## Task directions:
Your reply should consist of one number: how many lines below contain "right".

Dataset items:
*** Block opens ***

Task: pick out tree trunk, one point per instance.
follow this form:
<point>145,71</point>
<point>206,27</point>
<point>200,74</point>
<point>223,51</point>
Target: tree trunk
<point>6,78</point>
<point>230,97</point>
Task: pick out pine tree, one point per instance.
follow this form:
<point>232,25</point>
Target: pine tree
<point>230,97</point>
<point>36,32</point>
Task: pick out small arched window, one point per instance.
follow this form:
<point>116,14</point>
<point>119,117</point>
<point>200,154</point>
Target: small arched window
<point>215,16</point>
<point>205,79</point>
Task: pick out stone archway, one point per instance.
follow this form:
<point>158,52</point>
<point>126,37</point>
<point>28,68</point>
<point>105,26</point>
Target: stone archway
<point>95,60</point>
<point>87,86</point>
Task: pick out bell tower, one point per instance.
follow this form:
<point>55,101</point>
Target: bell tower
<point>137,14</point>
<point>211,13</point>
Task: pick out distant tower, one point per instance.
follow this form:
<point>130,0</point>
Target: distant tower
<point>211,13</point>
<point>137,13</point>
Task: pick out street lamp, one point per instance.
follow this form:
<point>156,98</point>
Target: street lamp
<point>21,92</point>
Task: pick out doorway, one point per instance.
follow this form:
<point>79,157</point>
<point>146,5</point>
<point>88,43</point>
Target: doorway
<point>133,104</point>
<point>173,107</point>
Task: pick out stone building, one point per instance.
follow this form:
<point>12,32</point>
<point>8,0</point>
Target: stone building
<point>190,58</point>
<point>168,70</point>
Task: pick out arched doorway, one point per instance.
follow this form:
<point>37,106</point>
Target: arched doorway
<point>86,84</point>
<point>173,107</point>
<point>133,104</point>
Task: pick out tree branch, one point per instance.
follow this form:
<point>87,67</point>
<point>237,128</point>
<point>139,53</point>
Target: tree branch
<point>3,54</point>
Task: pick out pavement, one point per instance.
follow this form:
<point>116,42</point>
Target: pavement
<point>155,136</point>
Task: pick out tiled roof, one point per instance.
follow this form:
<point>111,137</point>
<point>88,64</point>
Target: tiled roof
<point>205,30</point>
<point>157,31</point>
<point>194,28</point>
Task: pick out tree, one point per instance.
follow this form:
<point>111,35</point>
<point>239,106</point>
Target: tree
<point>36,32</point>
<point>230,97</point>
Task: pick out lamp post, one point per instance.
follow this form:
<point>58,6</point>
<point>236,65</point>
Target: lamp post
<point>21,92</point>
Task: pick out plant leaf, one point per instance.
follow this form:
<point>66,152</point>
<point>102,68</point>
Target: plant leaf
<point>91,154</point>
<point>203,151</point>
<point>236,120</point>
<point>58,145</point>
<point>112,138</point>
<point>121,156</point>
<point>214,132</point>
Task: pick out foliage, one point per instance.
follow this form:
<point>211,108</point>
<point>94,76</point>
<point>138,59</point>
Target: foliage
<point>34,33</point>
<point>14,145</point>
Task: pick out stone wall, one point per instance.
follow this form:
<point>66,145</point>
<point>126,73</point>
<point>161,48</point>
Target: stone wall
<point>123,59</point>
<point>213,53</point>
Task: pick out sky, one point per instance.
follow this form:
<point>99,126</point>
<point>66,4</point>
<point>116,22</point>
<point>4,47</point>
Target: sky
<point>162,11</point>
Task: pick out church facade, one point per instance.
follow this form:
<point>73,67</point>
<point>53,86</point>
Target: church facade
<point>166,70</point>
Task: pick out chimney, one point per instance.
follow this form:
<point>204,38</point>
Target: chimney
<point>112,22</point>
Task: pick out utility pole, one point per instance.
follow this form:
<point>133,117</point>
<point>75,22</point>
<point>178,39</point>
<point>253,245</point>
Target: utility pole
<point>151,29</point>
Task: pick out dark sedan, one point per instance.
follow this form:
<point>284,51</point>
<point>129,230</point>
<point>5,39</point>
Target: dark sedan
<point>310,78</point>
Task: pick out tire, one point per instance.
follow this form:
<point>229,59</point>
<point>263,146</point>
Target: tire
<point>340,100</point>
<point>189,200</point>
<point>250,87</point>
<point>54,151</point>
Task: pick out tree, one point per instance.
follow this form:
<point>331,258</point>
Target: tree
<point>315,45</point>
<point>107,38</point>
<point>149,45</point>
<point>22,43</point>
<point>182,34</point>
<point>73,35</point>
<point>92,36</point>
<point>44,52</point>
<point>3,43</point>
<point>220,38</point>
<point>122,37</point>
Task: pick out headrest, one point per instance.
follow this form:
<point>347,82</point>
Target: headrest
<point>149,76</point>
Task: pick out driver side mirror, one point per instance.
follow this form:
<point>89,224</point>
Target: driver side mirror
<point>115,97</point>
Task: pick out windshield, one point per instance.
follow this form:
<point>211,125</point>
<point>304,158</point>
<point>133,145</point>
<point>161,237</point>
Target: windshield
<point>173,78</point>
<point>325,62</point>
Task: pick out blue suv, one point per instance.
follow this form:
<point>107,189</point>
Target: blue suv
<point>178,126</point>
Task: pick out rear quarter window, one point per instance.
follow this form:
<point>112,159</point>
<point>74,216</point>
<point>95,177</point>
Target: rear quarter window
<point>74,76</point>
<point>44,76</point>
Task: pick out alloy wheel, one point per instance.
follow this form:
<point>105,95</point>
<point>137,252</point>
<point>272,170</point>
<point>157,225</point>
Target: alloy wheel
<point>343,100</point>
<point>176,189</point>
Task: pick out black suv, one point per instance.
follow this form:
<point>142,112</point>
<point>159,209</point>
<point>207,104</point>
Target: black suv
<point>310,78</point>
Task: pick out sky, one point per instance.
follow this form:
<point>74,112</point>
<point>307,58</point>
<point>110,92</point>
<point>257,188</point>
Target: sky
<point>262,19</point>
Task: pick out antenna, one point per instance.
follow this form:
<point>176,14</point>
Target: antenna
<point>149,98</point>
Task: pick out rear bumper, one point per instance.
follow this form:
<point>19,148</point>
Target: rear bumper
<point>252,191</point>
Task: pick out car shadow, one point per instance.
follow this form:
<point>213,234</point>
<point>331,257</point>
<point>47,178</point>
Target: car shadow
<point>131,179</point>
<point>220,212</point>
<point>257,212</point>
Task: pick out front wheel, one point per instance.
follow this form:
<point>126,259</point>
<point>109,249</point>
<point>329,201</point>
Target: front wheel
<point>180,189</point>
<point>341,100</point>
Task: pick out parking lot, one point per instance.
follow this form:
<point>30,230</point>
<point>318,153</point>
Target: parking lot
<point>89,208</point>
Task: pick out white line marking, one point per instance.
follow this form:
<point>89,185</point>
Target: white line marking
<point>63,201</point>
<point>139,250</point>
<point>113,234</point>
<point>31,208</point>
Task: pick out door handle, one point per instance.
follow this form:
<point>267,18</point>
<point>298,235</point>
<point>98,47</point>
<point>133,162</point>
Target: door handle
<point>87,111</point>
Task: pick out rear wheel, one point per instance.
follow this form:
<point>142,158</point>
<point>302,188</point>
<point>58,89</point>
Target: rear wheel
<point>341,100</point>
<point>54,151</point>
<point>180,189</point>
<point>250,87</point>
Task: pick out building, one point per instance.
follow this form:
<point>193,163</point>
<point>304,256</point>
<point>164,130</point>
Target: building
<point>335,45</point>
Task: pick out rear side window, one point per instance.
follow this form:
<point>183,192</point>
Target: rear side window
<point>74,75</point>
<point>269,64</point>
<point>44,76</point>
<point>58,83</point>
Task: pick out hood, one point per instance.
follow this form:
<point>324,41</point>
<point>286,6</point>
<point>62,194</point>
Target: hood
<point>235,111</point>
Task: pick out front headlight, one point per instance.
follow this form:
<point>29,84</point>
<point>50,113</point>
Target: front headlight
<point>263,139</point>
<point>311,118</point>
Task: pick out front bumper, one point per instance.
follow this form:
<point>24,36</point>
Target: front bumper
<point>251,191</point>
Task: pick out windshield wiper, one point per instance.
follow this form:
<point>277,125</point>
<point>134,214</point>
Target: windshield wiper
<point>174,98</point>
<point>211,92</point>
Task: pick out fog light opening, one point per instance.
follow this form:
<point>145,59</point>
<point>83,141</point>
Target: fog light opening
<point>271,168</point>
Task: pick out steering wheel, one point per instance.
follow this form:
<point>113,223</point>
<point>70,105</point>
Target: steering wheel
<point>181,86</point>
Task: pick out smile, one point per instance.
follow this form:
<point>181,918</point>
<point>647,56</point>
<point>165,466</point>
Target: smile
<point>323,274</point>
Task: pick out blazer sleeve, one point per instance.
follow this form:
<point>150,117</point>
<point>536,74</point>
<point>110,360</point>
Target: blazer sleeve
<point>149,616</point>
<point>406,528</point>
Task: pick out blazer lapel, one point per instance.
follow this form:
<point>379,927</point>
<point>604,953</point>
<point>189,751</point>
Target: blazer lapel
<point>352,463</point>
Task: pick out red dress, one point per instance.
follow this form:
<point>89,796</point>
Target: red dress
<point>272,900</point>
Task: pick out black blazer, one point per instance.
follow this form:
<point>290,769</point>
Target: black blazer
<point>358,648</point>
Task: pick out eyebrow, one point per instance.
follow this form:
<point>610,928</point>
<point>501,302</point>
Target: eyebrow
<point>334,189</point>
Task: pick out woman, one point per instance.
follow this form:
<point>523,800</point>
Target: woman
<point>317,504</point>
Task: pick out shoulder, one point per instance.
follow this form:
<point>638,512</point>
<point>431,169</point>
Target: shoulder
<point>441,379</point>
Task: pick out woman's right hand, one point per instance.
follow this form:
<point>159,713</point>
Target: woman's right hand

*** Block closes ***

## Answer to the problem:
2